#### TASK REQUIREMENTS:
Transcribe all the records exactly and omit any images they hold.
____
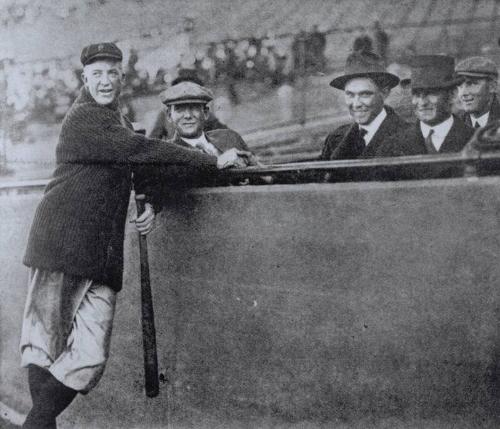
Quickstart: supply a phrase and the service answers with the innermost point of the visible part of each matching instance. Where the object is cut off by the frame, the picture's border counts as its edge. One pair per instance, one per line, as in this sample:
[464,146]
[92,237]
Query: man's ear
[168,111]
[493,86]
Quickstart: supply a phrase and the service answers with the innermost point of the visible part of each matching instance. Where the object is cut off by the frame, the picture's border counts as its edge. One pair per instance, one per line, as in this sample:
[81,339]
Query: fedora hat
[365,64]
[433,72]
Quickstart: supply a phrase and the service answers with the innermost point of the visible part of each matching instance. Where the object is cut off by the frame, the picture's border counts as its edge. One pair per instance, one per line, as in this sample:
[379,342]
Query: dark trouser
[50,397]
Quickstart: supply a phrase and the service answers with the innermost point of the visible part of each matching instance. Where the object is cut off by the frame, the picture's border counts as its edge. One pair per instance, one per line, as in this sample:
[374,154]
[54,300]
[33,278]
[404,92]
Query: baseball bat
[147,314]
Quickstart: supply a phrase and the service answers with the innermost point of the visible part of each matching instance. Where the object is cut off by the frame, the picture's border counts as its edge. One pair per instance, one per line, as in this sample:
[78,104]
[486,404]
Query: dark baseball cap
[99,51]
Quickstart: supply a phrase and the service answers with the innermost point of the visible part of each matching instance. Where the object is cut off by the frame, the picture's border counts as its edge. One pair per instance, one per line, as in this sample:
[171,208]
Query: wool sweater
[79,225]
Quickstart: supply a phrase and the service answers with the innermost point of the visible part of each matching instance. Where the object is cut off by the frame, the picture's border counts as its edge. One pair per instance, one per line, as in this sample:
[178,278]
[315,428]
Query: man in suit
____
#### IN RESPONSE:
Quickstart: supply a phrase and the service answers with the innermost point of the visible part of each matching instance. Where the object is cut off by the frame, the picture's border counts as its edge. One pair per instance, one per line, as in this sample:
[464,146]
[92,237]
Query: man's ear
[168,111]
[493,86]
Quickstart: supply a phrase and the service answers with the innermost point of the visible part of each matching instance. Where the object is cut off by the frame, the picture's border counts as its edge. One pair per instance, one per line, as in this sample:
[81,339]
Query: fedora hat
[365,64]
[433,72]
Quickstart: supply a phrase and the service answers with the innermost point of the visible part of each matching instance. Where the object is cut off by the frame, the picture's border counts as its edge. One pair per instance, one per line, as in this sample:
[379,342]
Query: dark trouser
[50,397]
Quickstart: supply a phrase and the service answers with the innermost point of the visible part of each matching instance. Where the object is cut off by the frame, the picture's border counts as its edge. One pair per instance, one per line, as in this sample:
[374,154]
[54,300]
[33,278]
[404,92]
Query: baseball bat
[147,314]
Quickstart: supply a phrase and the service answers with the innermost point of the visible part of each matching instance. Where the object is cut off by the frame, the picture's border counts as its edge. One pair per instance, one per line, as in this sample:
[78,104]
[486,404]
Query: dark baseball cap
[99,51]
Quickstart: supply a phrase and the service answers with the innermost point of the visible part of each matching instance. Where the object is cut off by the frame, the picture's border counts as its edge. One pair per instance, one per line, as in this sample:
[171,208]
Query: wool sweater
[79,225]
Quickstart: supply a phrase and the service answers with the innermost point of the visible part of each matching instance. Where the object is cut off by the frame, the picture's border counts as its edge. One pair per instance, one per line, as in this sample:
[178,278]
[315,428]
Query: man in suit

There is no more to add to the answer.